Primus2\Falcraft: New Data Types (null, range)


This code has been deprecated and moved.  It is now part of it’s own package and project on github called phabstractic (a pure PHP library of abstract programming concepts).  There is more current information on the Null data type, Range data type, and phabstractic.

Many programming languages, including PHP, have a built in type (or two) for dealing with ’empty’ objects.  There usually is a distinction between a value (variable) that has been declared and not (in PHP this is the difference between a variable being defined, and unset() ).  On top of that though, there is usually a ‘null’ value, that being a variable that is storing ‘nothing’.  It’s not really appropriate to say ‘nothing’, as that’s not really how I picture it at least.  It’s basically a value that is not a value, it’s not a number, not a string, just null.

Note that this is not the same as false, though null may resolve as a false ‘truth-value’.  In programming, a variable that is solely false is a Boolean, where-as a null is just a blank-out.  This is very similar to how 0 and false are different values.  strpos() in PHP may return 0 for the beginning of a string, or false when the string doesn’t contain the key.  Both of these resolve to false ‘truth-values’, but they are definitely different values with different meanings.

Excerpts from point annotation data
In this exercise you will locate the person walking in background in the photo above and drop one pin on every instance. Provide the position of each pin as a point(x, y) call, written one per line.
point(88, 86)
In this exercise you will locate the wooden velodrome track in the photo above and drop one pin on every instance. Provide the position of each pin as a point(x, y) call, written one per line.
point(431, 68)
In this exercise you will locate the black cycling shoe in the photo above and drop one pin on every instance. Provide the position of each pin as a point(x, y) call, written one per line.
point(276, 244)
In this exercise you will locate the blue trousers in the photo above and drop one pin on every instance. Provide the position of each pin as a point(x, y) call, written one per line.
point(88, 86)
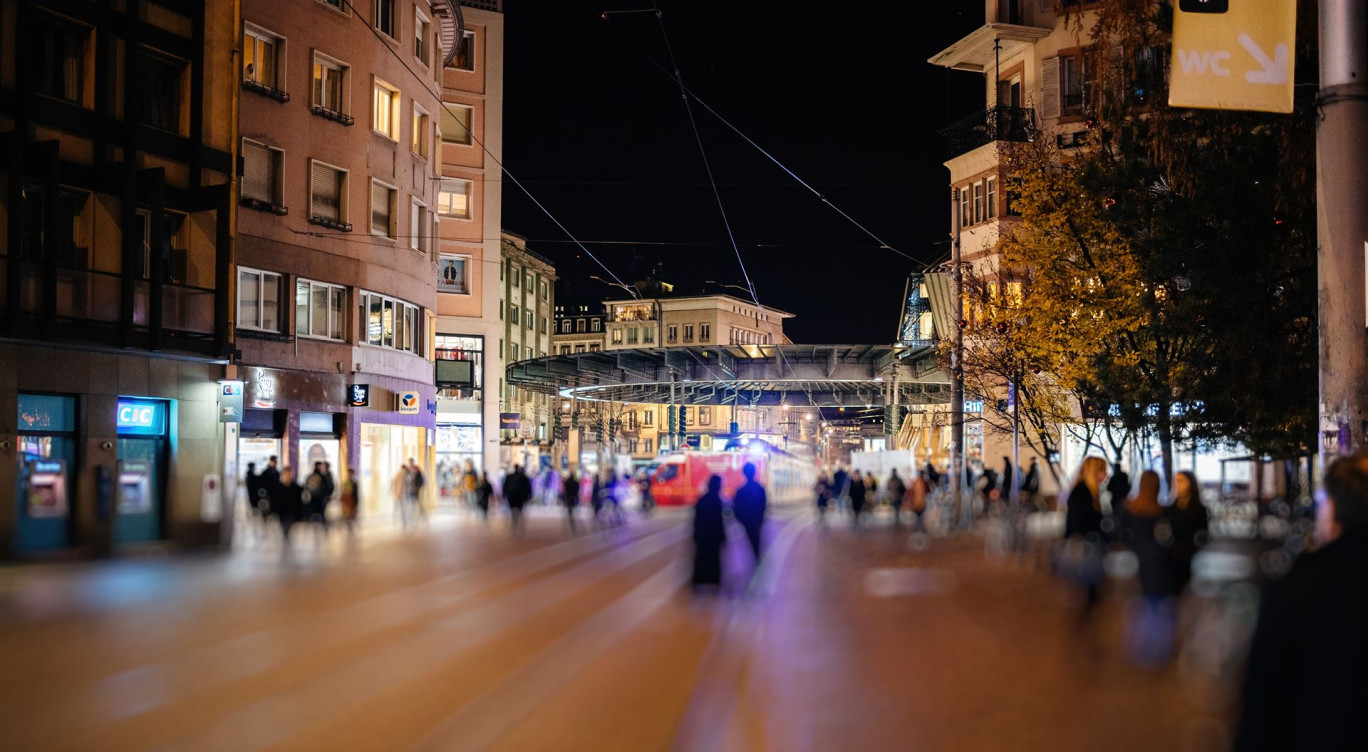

| Your task |
According to the text on new PHP data types, what does strpos() return when the string doesn't contain the key?

| Finished exercise |
It returns false.